Excerpts from point annotation data:

▬▬▬▬▬▬▬▬▬▬

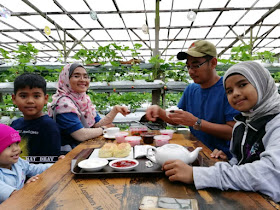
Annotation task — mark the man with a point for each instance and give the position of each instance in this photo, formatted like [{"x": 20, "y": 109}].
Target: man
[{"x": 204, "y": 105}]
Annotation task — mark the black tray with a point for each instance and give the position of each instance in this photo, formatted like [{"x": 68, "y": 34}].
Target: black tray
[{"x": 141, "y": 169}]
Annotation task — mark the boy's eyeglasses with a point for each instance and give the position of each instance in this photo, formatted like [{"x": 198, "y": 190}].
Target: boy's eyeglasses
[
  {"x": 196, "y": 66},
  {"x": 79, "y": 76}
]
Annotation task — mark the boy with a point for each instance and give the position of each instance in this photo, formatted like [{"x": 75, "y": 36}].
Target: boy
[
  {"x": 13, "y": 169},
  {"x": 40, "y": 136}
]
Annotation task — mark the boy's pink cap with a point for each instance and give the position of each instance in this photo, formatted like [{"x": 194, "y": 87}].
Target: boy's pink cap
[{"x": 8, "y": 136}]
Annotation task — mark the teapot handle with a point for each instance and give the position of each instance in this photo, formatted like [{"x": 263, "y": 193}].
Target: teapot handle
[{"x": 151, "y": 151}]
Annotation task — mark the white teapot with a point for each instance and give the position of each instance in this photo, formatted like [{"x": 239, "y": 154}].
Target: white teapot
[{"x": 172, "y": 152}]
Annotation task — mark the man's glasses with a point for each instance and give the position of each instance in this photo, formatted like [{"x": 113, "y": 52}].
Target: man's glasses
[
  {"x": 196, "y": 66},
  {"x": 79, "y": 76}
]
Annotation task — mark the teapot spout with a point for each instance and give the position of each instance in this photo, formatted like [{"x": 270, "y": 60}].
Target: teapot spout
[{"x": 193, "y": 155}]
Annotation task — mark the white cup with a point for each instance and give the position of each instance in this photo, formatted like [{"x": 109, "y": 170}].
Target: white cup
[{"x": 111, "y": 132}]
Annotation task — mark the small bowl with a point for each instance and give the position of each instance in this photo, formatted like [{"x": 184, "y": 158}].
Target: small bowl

▬▬▬▬▬▬▬▬▬▬

## EXERCISE GOAL
Begin at the line that has "Annotation task — mark the teapot spout" and stop at the end of the data. Could you rewrite those lines with "white cup" replaced by "white mug" and everything else left unchanged?

## EXERCISE RESPONSE
Annotation task — mark the teapot spout with a point for each instance and give the position of each instance in this photo, formatted like [{"x": 270, "y": 60}].
Target: teapot spout
[{"x": 193, "y": 155}]
Annotation task — mark the white mug with a point for each instance and give the position of each instance in this photo, formatted like [{"x": 109, "y": 170}].
Target: white mug
[{"x": 111, "y": 132}]
Annotation task — mark the small bowl with a point for each instance and give the position of each instance in this photo, formatted like [{"x": 184, "y": 158}].
Target: small bowl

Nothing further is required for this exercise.